## Texto para leer:
◇ ◇ ◇

Ahora, en considerables perímetros de la ciudad no existen ya los callejeros. Sólo en periferias proletarias, mercados céntricos y cerca de los basureros grandes uno ve suelta y sin amo a la perrada. Antes, en la relación interespecies había desenfado, el animal era parte inconsciente de un hogar, comía nuestras sobras, a lo más le hervíamos tuétanos, tortillas o mollejas. Apenas comenzaban los alimentos industriales como el Api Can. Hoy, supermercados, tiendas de conveniencia y el tendajón de la esquina venden alimento para perros y gatos. Pasillos completos, y no hay barrio, por modesto que sea, sin depósito de croquetas, tienda para mascotas y consultorio veterinario. En los rumbos finos se ven clínicas de conducta, estéticas y spas para los canes de nuestros más sentidos afanes.
Hoy nadie se atreve a patearle el culo en público al perro propio, mucho menos al ajeno. Lo podrían denunciar y sancionar por violentar los derechos animales definidos y reglamentados (Gran Bretaña nos lleva ventaja).
Antes cuidaban el jacal, el ranchito, el taller, el patio. Hoy funcionan como perrhijos, se les comentan las noticias, celebran los goles de la televisión con sus dueños y no sólo nos traen las pantuflas o el six de cervezas. Nos comprenden. Siguen siendo la única garantía de que alguien nos recibirá con gusto al regresar a casa cansados, frustrados o de malas. Se han vuelto un antídoto contra la soledad y la tristeza.
Los significados cambian. Cuidado con el perro
advertía que el animal podría mordernos. Hoy se lee igual que cuidado con el césped
. Nos hemos aficionado a canes que son jarritos de Tlaquepaque.
Comprados, regalados, adoptados. Ya no se ven los solovinos que se nos entenaban. Razas y mestizajes a montón, como los carros: de agencia y con pedigrí, o de segundo cachete y piezas de otros modelos. Variedad de tamaños, colores, pelambres y orejas. Unos caben en el bolsillo, otros podrían cargarnos. Prosperan las peluquerías a domicilio en bonitas camionetas transparentes que uno cita por teléfono.
La pandemia y sus secuelas rebajaron una función hasta hace poco muy socorrida que era la de permitir socializar a los amos y ligar llegado el caso. Para eso estaban los parques y los perródromos del rumbo. Ahora sé de muchos que prefieren estar con Firulais que con la gente. Es el único ser que no nos va a criticar ni reprochar, nunca nos insultará ni nos retirará el habla. Bien decía Ítalo Calvino: nada humano le es ajeno.
Cuando un político o gobernante se quiere ver afable y bien intencionado se exhibe con su perro. Clásicos Bush y Obama en la Casa Blanca. Para gente que no tiene nada que decirse, da tema de conversación. Cuando alguien pondera en ausencia a su mascota, uno llega a creer que celebra las gracias de un hijo tarado.
Está el problema de las deyecciones. Cualquier barrio, hasta los de postín, puede traernos un efluvio de orina y caca en horas calurosas. De las reglamentaciones actuales escapan los meados; el animal alza la pata o se acuclilla y estampa su firma en árboles, puertas, llantas y postes que luego nadie limpia. La caca plantea una seria problemática, pero nuevas normas de civilidad nos conminan a recogerla con guantes, bolsitas de plástico e ingeniosas palas recogedoras. Cuando la gente pasea al perro filosofa sobre la mierda, lo cual es encomiable.

◇ ◇ ◇

## Entradas proporcionadas:
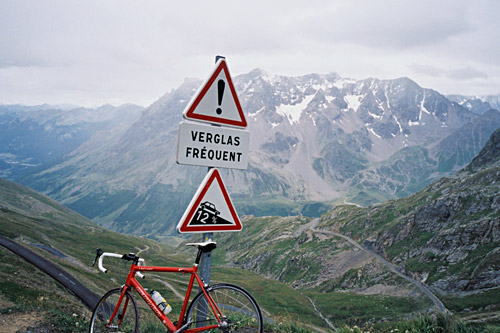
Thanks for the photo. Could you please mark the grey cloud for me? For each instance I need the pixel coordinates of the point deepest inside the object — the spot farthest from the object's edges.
(461, 73)
(390, 24)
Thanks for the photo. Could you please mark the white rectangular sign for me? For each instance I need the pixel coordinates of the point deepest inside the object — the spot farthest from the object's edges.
(212, 146)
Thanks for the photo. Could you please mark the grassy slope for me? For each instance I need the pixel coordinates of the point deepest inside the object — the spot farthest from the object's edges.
(31, 218)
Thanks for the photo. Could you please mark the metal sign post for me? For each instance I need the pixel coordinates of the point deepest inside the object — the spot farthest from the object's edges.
(206, 258)
(221, 140)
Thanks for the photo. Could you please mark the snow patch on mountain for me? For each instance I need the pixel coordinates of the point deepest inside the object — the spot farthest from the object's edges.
(293, 112)
(353, 101)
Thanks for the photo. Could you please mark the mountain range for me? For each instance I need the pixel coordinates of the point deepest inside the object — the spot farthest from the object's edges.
(316, 140)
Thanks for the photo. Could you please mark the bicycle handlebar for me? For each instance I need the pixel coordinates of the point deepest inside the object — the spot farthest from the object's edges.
(121, 256)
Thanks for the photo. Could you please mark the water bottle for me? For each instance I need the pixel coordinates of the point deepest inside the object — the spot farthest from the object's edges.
(161, 302)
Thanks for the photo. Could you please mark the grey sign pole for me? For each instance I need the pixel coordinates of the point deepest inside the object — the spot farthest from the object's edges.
(206, 261)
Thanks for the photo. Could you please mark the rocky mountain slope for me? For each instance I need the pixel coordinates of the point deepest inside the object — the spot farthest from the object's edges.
(37, 136)
(313, 138)
(447, 236)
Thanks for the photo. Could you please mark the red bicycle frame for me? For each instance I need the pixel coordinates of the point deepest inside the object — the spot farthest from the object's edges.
(132, 283)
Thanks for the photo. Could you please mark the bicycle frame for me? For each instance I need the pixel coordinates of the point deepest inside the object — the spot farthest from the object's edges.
(132, 282)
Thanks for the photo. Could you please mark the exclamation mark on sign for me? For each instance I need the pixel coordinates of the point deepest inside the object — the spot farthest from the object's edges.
(220, 89)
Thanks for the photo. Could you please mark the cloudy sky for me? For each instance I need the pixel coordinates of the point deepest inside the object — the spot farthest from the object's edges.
(95, 52)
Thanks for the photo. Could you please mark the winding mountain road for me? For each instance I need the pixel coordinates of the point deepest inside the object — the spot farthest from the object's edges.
(88, 297)
(437, 302)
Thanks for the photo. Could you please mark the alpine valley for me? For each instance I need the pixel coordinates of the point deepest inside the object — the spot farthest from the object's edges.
(316, 141)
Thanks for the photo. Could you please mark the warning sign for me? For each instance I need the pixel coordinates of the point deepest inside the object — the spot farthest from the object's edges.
(207, 145)
(211, 209)
(217, 102)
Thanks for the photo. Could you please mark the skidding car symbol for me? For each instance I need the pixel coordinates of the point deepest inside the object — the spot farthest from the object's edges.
(207, 213)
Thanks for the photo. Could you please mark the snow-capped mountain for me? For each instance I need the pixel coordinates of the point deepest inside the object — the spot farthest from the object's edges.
(313, 137)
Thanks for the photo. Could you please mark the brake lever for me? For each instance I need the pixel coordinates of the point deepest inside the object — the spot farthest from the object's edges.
(99, 253)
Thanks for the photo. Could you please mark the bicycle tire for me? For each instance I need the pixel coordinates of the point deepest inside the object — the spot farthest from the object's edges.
(104, 309)
(239, 309)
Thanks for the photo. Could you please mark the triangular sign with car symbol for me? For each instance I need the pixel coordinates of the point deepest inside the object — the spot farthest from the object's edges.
(211, 209)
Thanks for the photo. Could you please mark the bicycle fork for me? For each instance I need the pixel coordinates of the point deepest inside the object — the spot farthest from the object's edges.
(117, 307)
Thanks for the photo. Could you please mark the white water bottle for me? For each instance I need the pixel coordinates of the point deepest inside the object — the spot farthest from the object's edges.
(161, 302)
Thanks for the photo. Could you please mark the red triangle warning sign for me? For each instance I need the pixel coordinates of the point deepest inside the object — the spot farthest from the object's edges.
(211, 209)
(217, 102)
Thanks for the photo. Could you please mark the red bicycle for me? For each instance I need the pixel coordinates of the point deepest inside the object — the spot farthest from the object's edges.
(219, 307)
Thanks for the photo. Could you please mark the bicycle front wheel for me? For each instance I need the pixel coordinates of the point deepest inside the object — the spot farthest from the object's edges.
(126, 318)
(238, 309)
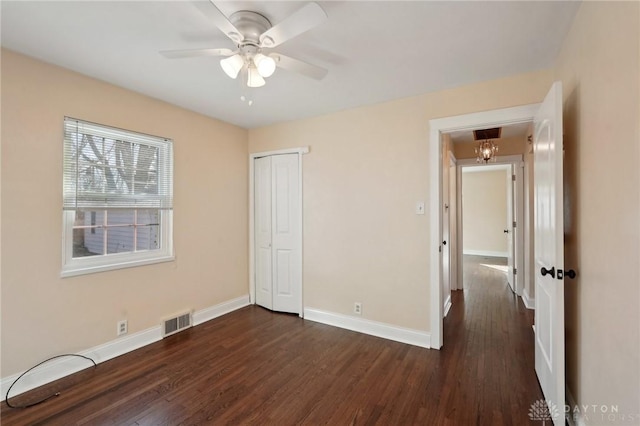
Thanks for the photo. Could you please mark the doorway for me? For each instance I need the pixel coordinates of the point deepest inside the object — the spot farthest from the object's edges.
(438, 128)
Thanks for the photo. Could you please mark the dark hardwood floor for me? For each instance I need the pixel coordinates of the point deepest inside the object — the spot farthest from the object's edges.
(257, 367)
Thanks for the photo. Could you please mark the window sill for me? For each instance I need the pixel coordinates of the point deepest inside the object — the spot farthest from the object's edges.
(75, 270)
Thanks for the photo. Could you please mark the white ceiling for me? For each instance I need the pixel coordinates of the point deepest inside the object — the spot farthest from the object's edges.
(375, 51)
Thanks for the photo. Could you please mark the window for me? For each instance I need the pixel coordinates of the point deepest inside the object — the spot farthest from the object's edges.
(117, 198)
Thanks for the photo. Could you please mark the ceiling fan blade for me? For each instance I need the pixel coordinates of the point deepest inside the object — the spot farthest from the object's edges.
(301, 67)
(300, 21)
(190, 53)
(211, 11)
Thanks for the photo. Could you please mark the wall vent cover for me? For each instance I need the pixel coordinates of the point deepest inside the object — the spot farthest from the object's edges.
(177, 323)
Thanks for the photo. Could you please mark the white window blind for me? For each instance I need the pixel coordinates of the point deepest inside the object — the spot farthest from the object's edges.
(110, 168)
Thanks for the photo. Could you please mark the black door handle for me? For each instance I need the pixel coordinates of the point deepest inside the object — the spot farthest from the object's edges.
(544, 271)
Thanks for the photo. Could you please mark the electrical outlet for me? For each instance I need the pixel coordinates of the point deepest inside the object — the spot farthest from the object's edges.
(122, 327)
(357, 308)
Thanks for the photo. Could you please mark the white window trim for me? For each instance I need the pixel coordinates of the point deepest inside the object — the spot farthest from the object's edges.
(87, 265)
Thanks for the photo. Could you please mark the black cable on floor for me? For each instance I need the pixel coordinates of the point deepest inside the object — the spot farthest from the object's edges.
(37, 365)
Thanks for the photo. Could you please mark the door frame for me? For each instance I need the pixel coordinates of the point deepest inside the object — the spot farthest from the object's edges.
(252, 247)
(438, 127)
(516, 163)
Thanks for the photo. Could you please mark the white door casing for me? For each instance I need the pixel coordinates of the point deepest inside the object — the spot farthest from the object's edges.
(276, 229)
(510, 231)
(549, 251)
(453, 223)
(446, 242)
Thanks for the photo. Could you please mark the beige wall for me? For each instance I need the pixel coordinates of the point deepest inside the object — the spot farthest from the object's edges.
(44, 315)
(599, 68)
(366, 170)
(484, 208)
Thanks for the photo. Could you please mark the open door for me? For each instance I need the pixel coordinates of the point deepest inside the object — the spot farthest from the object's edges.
(549, 252)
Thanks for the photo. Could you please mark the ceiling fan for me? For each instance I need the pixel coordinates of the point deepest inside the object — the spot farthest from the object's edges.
(252, 33)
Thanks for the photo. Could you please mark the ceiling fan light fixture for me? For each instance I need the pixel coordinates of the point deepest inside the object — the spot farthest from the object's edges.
(232, 65)
(254, 79)
(266, 65)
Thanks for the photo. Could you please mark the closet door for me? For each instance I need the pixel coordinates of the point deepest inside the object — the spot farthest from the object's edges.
(262, 217)
(277, 230)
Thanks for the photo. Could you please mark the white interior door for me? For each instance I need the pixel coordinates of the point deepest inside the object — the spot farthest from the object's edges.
(549, 251)
(509, 231)
(278, 233)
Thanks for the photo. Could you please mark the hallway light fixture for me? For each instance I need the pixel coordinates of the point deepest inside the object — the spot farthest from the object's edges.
(486, 151)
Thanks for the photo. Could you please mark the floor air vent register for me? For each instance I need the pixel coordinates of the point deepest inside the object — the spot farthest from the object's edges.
(176, 324)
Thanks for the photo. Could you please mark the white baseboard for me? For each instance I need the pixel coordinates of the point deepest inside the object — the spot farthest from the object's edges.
(573, 417)
(374, 328)
(528, 301)
(489, 253)
(61, 367)
(447, 306)
(220, 309)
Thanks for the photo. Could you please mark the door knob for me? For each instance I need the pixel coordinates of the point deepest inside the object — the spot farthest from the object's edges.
(544, 271)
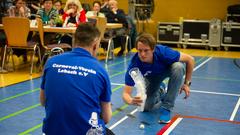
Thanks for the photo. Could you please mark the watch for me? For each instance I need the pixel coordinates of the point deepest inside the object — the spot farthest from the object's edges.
(188, 83)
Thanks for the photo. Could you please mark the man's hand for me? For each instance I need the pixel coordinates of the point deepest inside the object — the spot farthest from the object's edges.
(186, 89)
(136, 101)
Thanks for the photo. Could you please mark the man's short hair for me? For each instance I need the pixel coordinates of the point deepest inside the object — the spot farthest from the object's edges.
(147, 39)
(85, 35)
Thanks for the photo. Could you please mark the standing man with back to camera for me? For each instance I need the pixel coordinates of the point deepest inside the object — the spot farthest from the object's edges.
(76, 90)
(156, 63)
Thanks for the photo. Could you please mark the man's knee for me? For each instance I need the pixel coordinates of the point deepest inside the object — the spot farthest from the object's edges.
(178, 67)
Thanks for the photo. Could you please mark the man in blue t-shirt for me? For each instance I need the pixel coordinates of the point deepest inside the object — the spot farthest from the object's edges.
(75, 89)
(156, 63)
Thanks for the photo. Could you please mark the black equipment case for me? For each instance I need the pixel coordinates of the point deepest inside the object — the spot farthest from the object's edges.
(230, 35)
(195, 32)
(168, 32)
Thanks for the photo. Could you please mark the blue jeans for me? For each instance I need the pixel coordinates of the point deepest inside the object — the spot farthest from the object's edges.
(154, 98)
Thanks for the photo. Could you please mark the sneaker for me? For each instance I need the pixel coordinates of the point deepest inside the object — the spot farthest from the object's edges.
(162, 90)
(165, 116)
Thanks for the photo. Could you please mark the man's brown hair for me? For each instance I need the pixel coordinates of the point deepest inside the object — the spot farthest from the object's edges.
(147, 39)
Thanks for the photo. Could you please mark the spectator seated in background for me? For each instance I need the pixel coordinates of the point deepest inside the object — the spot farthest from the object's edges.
(73, 15)
(115, 15)
(48, 14)
(20, 10)
(104, 7)
(95, 11)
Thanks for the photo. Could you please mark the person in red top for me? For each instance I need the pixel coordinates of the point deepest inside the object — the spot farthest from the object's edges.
(73, 14)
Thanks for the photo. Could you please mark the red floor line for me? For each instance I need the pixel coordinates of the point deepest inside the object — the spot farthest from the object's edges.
(168, 125)
(210, 119)
(165, 128)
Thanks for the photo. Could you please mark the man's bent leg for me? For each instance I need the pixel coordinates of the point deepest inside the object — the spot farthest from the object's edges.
(176, 71)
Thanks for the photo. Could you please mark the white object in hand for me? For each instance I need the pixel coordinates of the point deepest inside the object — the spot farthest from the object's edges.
(140, 86)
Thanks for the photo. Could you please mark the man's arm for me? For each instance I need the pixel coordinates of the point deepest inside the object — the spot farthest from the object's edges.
(189, 60)
(106, 111)
(42, 97)
(127, 96)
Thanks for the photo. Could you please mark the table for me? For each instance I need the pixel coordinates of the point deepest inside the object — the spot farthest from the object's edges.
(68, 29)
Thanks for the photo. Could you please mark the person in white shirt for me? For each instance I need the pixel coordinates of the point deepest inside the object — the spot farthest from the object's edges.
(95, 11)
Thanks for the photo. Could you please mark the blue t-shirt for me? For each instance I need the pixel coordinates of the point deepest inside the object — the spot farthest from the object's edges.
(74, 84)
(163, 57)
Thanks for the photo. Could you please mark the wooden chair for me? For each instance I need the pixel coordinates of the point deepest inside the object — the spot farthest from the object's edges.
(101, 25)
(50, 49)
(17, 30)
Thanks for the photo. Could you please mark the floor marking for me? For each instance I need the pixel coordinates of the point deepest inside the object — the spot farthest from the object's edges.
(18, 95)
(197, 67)
(19, 112)
(125, 117)
(31, 129)
(120, 84)
(235, 110)
(169, 130)
(120, 121)
(209, 119)
(216, 93)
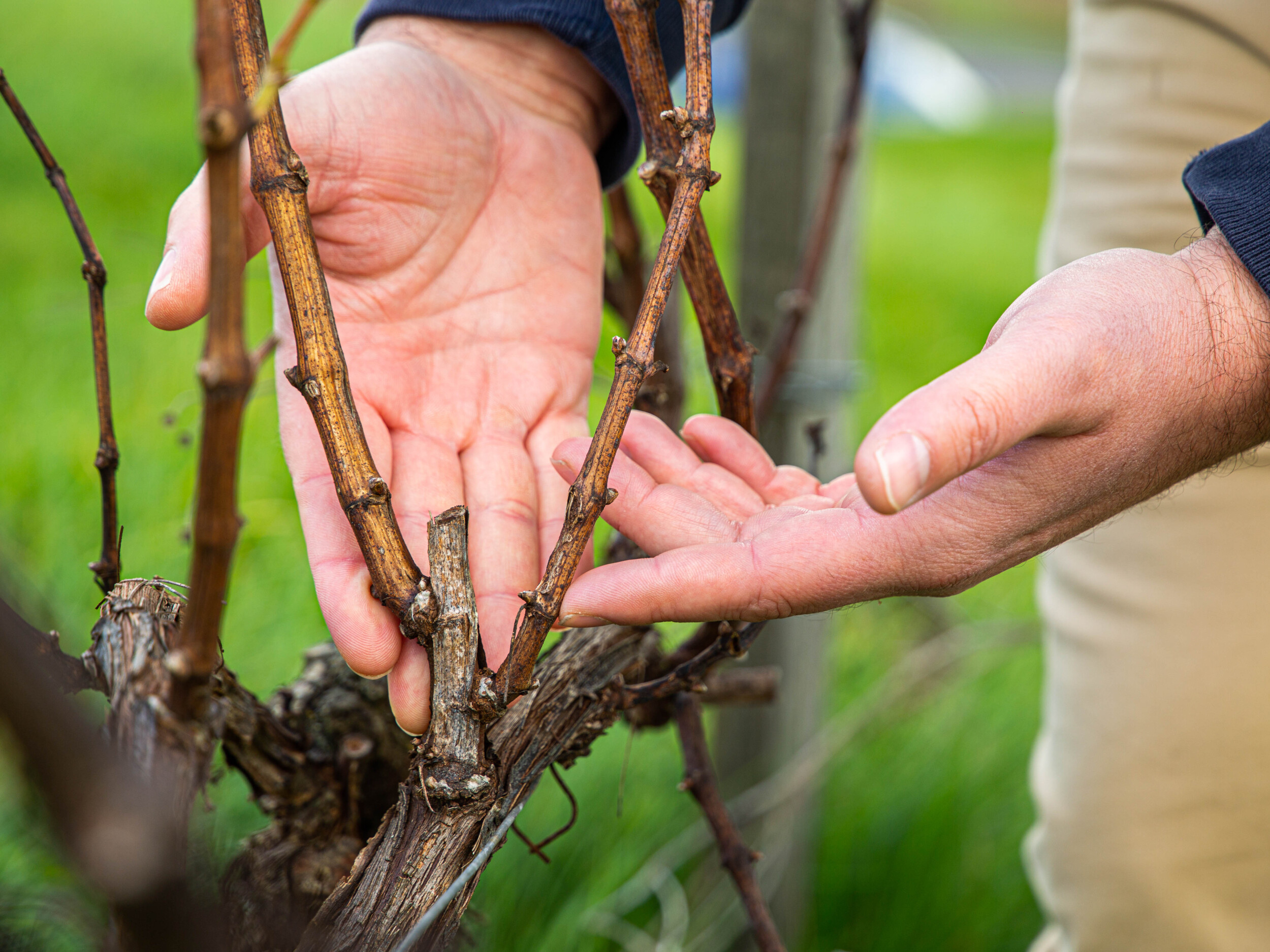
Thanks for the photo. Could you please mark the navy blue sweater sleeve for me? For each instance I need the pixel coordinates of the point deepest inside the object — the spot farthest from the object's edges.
(583, 24)
(1230, 186)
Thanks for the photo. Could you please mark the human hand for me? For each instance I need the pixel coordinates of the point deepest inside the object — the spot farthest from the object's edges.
(1104, 384)
(458, 214)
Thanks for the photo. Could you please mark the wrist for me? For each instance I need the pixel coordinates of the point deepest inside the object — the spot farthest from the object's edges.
(522, 65)
(1235, 315)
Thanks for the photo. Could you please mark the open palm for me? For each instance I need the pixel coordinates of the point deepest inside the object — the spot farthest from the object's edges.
(463, 243)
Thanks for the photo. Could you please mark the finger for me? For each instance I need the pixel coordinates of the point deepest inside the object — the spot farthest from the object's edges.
(499, 486)
(780, 573)
(410, 688)
(178, 292)
(727, 445)
(365, 631)
(656, 516)
(1027, 384)
(651, 445)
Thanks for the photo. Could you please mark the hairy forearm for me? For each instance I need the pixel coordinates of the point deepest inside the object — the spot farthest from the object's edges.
(524, 65)
(1231, 318)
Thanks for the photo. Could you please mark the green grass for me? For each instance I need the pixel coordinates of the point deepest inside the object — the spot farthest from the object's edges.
(921, 819)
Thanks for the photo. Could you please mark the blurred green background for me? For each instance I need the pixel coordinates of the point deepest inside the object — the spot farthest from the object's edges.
(923, 816)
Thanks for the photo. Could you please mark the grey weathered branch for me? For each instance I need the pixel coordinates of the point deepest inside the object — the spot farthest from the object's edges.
(107, 461)
(464, 701)
(731, 643)
(796, 304)
(699, 780)
(121, 831)
(420, 851)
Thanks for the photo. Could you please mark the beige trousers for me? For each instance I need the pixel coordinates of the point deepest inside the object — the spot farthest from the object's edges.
(1152, 770)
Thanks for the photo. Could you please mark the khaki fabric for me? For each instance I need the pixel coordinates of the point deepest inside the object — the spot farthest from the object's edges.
(1152, 770)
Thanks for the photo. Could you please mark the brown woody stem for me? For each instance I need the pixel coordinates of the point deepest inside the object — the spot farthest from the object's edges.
(796, 304)
(454, 760)
(225, 370)
(280, 60)
(662, 394)
(626, 290)
(731, 358)
(590, 493)
(699, 780)
(280, 184)
(742, 686)
(107, 568)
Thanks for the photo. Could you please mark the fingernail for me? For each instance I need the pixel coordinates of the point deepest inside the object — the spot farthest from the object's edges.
(905, 461)
(582, 621)
(163, 277)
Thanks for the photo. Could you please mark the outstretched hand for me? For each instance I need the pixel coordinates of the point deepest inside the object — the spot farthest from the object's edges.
(458, 214)
(1103, 385)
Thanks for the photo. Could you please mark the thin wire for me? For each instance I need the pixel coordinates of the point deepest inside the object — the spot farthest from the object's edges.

◇ ◇ ◇

## Tareas:
1 - Responde a estas preguntas sobre el texto acerca de los perros:
(a) ¿Qué alimento industrial apenas comenzaba antes?
(b) ¿Qué país nos lleva ventaja en los derechos animales?
(c) ¿Qué dos políticos se citan como clásicos que se exhibían con su perro?
2 - Copia el tramo del texto sobre los perros que va desde "Ahora, en considerables" hasta "más sentidos afanes.", y sustituye "perrada" por "jauría".
3 - Di si cada afirmación coincide con el texto sobre los perros. Responde sí o no y cita las palabras del texto que lo deciden.
(a) En los rumbos finos hay spas para perros.
(b) Los meados quedan cubiertos por las reglamentaciones actuales.
(c) La pandemia aumentó la función de permitir socializar a los amos.

## Tareas resueltas:
1 -
(a) El Api Can.
(b) Gran Bretaña.
(c) Bush y Obama.

2 -
Ahora, en considerables perímetros de la ciudad no existen ya los callejeros. Sólo en periferias proletarias, mercados céntricos y cerca de los basureros grandes uno ve suelta y sin amo a la jauría. Antes, en la relación interespecies había desenfado, el animal era parte inconsciente de un hogar, comía nuestras sobras, a lo más le hervíamos tuétanos, tortillas o mollejas. Apenas comenzaban los alimentos industriales como el Api Can. Hoy, supermercados, tiendas de conveniencia y el tendajón de la esquina venden alimento para perros y gatos. Pasillos completos, y no hay barrio, por modesto que sea, sin depósito de croquetas, tienda para mascotas y consultorio veterinario. En los rumbos finos se ven clínicas de conducta, estéticas y spas para los canes de nuestros más sentidos afanes.

3 -
(a) Sí: "En los rumbos finos se ven clínicas de conducta, estéticas y spas para los canes de nuestros más sentidos afanes."
(b) No: "De las reglamentaciones actuales escapan los meados".
(c) No: "La pandemia y sus secuelas rebajaron una función hasta hace poco muy socorrida que era la de permitir socializar a los amos".